### TEXTO

══════════

Ninguém é apenas admirável

Pelo que conheço da espécie humana, concordo plenamente com a frase de Franco Basaglia «de perto ninguém é normal», tantas vezes atribuída a Woody Allen ou a Caetano Veloso. O mesmo se aplica às pessoas que, em abstrato, e sobretudo quando desaparecem, consideramos admiráveis. Pelas circunstâncias e pela extensão da minha vida, conheci de perto largas centenas de homens e mulheres notáveis, hoje já fora desta vida, que, quando partiram – e mais agora com a facilidade das redes sociais – foram logo associados apenas ao que de melhor foram fazendo. E, todavia, sabendo o que sei (e vi) de muitas delas, vejo como tantos elogios são por vezes exagerados ou até de todo imerecidos.

══════════

### REGISTROS A PROCESSAR
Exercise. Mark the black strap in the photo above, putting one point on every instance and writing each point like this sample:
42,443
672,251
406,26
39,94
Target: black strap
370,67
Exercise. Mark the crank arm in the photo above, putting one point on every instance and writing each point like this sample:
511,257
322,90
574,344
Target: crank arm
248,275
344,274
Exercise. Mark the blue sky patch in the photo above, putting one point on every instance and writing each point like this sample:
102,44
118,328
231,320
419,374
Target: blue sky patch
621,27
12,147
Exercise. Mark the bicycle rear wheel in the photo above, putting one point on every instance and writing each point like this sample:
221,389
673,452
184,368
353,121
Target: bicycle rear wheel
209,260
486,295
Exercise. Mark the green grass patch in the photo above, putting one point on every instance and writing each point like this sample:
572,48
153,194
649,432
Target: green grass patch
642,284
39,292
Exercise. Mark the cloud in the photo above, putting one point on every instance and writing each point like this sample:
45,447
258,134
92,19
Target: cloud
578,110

══════════

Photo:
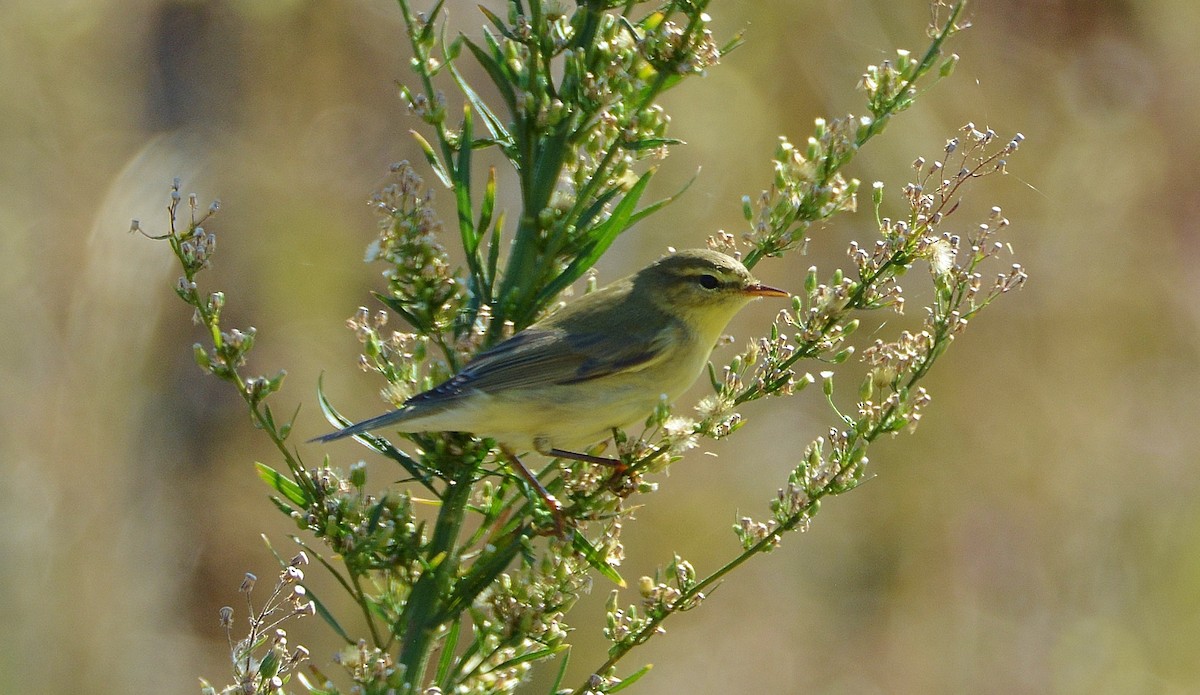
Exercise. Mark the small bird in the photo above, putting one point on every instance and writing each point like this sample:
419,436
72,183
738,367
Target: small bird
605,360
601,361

══════════

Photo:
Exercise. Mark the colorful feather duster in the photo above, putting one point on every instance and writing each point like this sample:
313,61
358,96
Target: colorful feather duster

══════════

### EXERCÍCIOS PROPOSTOS
1. Troque "admiráveis" por "exemplares" e reescreva o trecho do texto que começa nas palavras "Ninguém é apenas" e vai até depois de "de todo imerecidos.".
2. Extraia dos registros todas as linhas em que aparece a palavra "black".

### RESULTADOS FINAIS
1.
Ninguém é apenas admirável

Pelo que conheço da espécie humana, concordo plenamente com a frase de Franco Basaglia «de perto ninguém é normal», tantas vezes atribuída a Woody Allen ou a Caetano Veloso. O mesmo se aplica às pessoas que, em abstrato, e sobretudo quando desaparecem, consideramos exemplares. Pelas circunstâncias e pela extensão da minha vida, conheci de perto largas centenas de homens e mulheres notáveis, hoje já fora desta vida, que, quando partiram – e mais agora com a facilidade das redes sociais – foram logo associados apenas ao que de melhor foram fazendo. E, todavia, sabendo o que sei (e vi) de muitas delas, vejo como tantos elogios são por vezes exagerados ou até de todo imerecidos.

2.
Exercise. Mark the black strap in the photo above, putting one point on every instance and writing each point like this sample:
Target: black strap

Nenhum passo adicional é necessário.